Challenges:
a) Answer these questions from the analytics tags passage, one answer per line marked (i), (ii), (iii):
(i) What tool does it name for identifying pages without your property ID numbers?
(ii) Under what condition does a visitor moving to a correctly tagged page always produce a self-referral?
(iii) Where should analytics tracking code be installed?
b) Please decide whether each statement agrees with the analytics tags passage. Answer yes or no and quote the deciding words.
(i) A tag manager platform can help make sure tags are uniform and firing correctly.
(ii) Analytics tracking code should always go in the website footer.
(iii) A client whose website is a giant code disaster never needs help from their IT department.
c) List every remedy for self-referrals that the analytics tags passage recommends.

Passage given:
● ● ● ● ●

Pages with Incorrect Analytics Tags

Sometimes a PPC client will go through a number of agencies and IT employees before they get to us. It’s not surprising to see a few different analytic tag formats and even property ID numbers throughout a website.

When a visitor moves from a webpage with an incorrect analytics tag to a page with the correct tag you can often receive a self-referral. This will always result in a self-referral if the property ID numbers are different.

Solution:

Again, you can use a tool like Screaming Frog to identify pages without your property ID numbers. You can also use a tag manager platform to make sure all the tags are uniform and firing correctly.

For scenarios where the client’s website is a giant code disaster you may need to get their IT department to do an in-depth clean up.

Positioning of Analytics Tags

There really is a reason Google tells you to install your analytics tags in the header. If an analytics tag doesn’t fire before the visitor moves to the next page on your website that page doesn’t send any data to the next page’s tag. The result? Self-referral.

Solution:

Always install analytics tracking code in your website header unless otherwise directed by the tracking code publisher.

● ● ● ● ●

Dataset excerpts:
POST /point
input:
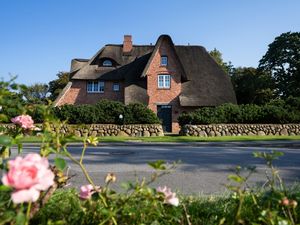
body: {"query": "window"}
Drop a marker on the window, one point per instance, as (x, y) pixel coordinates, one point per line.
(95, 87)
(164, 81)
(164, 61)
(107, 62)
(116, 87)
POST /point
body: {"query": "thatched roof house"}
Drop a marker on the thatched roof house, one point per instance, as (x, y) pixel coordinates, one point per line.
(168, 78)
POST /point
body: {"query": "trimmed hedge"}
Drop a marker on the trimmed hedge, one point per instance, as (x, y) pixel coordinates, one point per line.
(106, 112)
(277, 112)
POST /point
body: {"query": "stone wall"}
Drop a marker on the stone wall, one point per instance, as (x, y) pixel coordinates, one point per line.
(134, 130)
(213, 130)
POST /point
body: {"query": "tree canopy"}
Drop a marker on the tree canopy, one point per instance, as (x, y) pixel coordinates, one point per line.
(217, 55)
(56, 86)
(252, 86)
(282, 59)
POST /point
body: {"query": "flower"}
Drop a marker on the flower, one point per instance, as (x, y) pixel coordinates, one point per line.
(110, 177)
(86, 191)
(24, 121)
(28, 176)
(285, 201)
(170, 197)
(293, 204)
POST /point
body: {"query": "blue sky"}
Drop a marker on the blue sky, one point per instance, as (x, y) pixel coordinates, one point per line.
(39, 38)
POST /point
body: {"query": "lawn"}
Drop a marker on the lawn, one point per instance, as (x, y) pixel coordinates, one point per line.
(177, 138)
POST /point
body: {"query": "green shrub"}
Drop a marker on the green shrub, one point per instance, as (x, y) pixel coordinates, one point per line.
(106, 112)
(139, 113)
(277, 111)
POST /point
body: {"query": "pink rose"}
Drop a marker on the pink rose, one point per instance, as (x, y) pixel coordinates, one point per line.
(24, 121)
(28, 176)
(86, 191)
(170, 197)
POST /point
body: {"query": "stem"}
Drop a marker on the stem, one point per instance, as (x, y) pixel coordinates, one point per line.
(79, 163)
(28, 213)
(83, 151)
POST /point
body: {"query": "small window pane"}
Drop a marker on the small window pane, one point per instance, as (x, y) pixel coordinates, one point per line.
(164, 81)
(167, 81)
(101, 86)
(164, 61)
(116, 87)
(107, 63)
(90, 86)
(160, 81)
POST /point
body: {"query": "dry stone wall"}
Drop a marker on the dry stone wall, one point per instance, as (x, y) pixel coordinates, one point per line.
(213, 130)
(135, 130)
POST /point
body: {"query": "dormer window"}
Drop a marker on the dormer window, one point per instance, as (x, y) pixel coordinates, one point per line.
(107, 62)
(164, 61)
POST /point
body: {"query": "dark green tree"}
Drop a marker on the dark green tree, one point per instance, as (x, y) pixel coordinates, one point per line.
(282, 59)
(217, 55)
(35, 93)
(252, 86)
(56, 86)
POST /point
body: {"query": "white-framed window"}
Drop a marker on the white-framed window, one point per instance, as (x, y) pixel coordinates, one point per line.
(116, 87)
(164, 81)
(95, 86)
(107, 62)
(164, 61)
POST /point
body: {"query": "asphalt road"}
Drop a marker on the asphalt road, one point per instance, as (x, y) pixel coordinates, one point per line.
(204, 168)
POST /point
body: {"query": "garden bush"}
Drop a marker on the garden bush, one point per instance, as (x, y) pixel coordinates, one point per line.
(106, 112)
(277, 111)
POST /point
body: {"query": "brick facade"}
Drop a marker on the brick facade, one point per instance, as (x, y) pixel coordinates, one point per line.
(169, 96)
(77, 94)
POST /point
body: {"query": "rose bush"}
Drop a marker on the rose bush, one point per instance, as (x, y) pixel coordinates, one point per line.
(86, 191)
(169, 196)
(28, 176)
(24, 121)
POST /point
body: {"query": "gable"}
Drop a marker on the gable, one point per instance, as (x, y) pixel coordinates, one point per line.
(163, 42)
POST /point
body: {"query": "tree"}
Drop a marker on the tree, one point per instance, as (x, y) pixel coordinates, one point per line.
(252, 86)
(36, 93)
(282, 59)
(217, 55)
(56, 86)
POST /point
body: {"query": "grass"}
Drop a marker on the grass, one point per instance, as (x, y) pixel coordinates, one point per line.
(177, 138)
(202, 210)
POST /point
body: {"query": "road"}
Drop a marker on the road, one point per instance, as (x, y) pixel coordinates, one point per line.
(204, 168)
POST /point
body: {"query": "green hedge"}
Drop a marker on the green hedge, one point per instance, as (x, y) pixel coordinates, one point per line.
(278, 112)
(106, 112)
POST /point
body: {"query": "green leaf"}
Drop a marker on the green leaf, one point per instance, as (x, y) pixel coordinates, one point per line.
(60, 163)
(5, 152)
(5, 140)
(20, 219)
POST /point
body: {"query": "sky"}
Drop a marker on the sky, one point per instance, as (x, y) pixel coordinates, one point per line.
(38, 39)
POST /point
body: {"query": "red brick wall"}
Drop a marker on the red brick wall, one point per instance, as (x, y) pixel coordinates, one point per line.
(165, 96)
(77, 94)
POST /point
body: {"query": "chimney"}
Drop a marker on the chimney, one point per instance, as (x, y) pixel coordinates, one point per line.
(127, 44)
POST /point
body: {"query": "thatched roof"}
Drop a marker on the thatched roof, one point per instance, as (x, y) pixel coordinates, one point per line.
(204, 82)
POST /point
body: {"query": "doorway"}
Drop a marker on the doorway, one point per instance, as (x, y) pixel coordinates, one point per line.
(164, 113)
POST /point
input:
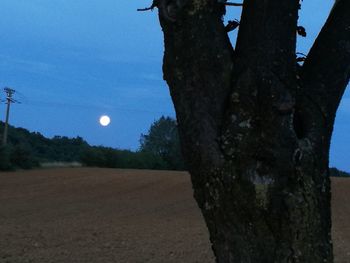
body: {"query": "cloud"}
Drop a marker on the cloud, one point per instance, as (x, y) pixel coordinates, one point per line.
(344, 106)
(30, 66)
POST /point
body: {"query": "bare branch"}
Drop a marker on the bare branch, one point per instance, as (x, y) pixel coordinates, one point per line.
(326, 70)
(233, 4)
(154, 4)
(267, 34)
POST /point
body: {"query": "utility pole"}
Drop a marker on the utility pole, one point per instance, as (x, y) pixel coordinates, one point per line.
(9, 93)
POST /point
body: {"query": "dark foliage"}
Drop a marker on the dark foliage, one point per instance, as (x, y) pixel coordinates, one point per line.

● ● ● ● ●

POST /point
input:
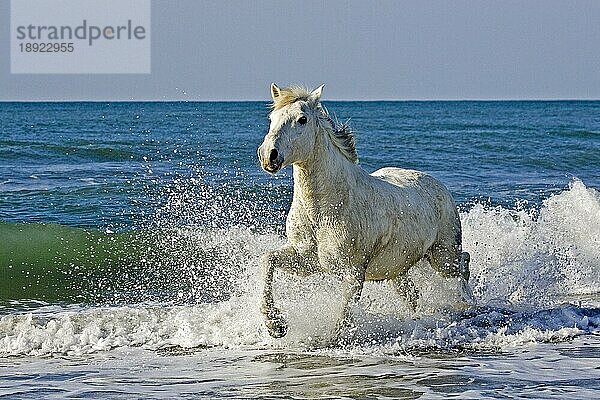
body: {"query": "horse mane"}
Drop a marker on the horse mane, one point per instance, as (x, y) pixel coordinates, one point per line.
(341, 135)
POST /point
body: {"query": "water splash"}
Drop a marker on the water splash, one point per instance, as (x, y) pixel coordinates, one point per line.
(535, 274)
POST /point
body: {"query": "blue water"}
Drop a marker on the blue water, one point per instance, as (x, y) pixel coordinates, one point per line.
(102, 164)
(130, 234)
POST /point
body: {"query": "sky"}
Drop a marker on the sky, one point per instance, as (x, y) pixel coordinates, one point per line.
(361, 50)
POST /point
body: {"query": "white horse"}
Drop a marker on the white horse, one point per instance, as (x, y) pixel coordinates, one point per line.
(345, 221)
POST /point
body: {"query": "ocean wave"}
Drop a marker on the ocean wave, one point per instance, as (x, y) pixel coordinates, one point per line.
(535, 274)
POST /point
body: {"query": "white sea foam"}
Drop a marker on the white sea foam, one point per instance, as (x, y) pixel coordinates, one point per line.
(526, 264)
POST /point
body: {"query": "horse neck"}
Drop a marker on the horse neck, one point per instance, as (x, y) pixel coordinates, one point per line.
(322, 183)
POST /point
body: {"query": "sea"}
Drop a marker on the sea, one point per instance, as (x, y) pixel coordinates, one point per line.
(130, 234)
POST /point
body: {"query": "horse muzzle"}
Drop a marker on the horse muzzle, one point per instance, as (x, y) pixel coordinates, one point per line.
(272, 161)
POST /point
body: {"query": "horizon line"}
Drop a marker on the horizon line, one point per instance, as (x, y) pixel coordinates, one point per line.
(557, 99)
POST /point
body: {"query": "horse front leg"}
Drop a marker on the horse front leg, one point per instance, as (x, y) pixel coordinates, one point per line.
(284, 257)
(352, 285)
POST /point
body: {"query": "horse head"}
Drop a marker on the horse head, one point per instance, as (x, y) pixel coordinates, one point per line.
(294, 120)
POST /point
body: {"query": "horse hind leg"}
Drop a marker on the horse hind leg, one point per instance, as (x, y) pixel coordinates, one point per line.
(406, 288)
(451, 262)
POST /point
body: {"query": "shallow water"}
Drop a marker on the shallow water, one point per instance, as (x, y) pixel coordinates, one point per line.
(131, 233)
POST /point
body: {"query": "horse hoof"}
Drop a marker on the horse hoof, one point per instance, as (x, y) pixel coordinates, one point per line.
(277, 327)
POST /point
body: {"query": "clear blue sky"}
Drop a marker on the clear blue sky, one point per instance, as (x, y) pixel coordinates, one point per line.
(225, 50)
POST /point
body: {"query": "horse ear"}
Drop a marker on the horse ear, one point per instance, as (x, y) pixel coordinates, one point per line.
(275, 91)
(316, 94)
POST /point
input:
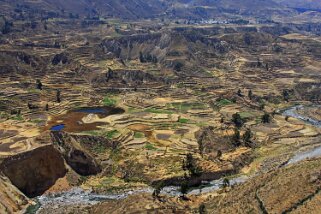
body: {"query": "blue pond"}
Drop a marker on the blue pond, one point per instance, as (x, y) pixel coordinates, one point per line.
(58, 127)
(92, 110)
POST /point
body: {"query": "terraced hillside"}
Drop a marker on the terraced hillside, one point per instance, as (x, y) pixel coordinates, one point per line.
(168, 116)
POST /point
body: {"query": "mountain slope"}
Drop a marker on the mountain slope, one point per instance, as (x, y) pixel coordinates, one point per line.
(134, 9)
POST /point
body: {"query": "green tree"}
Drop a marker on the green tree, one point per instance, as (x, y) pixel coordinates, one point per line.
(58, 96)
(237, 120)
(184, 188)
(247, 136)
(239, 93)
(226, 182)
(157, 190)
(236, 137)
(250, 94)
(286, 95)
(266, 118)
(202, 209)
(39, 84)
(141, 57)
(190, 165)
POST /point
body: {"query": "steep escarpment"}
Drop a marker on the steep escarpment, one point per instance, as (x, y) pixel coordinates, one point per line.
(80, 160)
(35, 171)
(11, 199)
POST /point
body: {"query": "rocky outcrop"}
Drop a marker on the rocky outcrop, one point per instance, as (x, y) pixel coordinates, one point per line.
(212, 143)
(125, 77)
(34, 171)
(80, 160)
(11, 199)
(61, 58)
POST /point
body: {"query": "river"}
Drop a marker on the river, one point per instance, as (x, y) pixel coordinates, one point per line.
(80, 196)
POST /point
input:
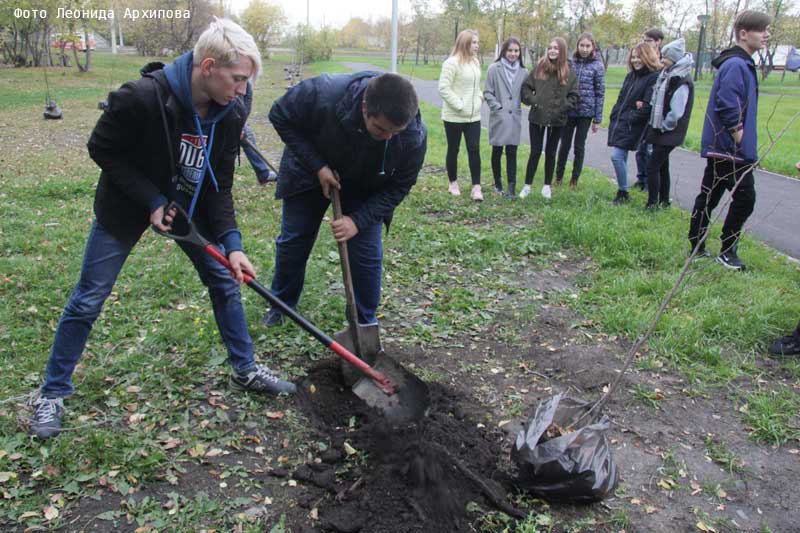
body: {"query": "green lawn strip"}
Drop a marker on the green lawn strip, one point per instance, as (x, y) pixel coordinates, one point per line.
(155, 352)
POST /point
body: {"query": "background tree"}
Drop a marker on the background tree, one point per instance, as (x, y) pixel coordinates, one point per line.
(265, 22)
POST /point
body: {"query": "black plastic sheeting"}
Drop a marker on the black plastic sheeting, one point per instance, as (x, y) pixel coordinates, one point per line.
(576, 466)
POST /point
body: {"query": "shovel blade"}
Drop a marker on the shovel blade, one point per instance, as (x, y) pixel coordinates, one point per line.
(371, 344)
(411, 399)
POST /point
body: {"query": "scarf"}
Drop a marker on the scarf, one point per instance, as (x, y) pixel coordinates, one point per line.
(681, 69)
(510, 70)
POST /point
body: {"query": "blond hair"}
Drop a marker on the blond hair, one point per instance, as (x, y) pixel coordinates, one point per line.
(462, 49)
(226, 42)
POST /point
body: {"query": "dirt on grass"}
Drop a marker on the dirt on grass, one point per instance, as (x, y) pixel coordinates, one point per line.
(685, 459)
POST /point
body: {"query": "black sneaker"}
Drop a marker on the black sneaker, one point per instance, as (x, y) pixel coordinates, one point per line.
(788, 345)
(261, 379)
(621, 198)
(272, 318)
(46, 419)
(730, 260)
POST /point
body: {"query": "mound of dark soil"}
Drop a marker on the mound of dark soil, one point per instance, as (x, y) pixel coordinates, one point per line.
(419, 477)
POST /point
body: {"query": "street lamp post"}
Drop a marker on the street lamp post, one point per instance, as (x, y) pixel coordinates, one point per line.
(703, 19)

● ● ● ● ●

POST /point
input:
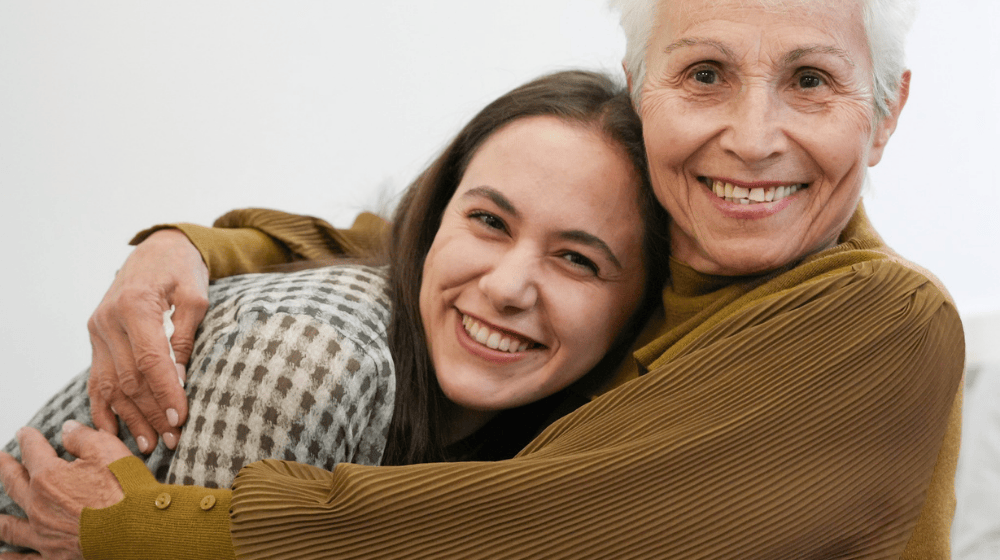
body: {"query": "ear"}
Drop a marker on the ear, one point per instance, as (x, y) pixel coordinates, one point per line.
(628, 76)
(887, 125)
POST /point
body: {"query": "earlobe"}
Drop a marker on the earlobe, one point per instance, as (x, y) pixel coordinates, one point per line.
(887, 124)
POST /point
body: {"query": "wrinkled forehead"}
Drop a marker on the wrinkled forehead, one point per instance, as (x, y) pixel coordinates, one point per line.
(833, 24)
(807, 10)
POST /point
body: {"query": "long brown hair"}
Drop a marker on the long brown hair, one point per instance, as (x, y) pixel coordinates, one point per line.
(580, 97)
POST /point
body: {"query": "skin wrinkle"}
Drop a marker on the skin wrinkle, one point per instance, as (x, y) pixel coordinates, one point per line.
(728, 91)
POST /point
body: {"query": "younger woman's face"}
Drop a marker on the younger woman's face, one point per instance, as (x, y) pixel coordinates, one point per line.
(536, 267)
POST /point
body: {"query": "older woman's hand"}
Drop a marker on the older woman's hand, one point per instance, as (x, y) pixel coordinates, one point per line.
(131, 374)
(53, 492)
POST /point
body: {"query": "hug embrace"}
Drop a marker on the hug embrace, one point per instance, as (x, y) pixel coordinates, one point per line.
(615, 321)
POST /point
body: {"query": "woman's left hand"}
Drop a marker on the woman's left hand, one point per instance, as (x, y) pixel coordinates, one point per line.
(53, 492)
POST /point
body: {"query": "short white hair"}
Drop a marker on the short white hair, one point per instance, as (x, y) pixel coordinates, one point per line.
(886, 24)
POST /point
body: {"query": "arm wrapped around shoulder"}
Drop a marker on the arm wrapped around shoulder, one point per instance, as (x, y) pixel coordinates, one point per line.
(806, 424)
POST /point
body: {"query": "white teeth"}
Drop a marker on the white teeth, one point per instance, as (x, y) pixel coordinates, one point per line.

● ● ● ● ●

Answers to the tasks:
a)
(i) Screaming Frog.
(ii) When the property ID numbers are different.
(iii) In the website header, unless the tracking code publisher directs otherwise.

b)
(i) Yes: "You can also use a tag manager platform to make sure all the tags are uniform and firing correctly."
(ii) No: "Always install analytics tracking code in your website header unless otherwise directed by the tracking code publisher."
(iii) No: "you may need to get their IT department to do an in-depth clean up."

c)
- Use a tool like Screaming Frog to identify pages without your property ID numbers.
- Use a tag manager platform to make sure all the tags are uniform and firing correctly.
- Get the client's IT department to do an in-depth clean up when the website is a giant code disaster.
- Install analytics tracking code in the website header unless the tracking code publisher directs otherwise.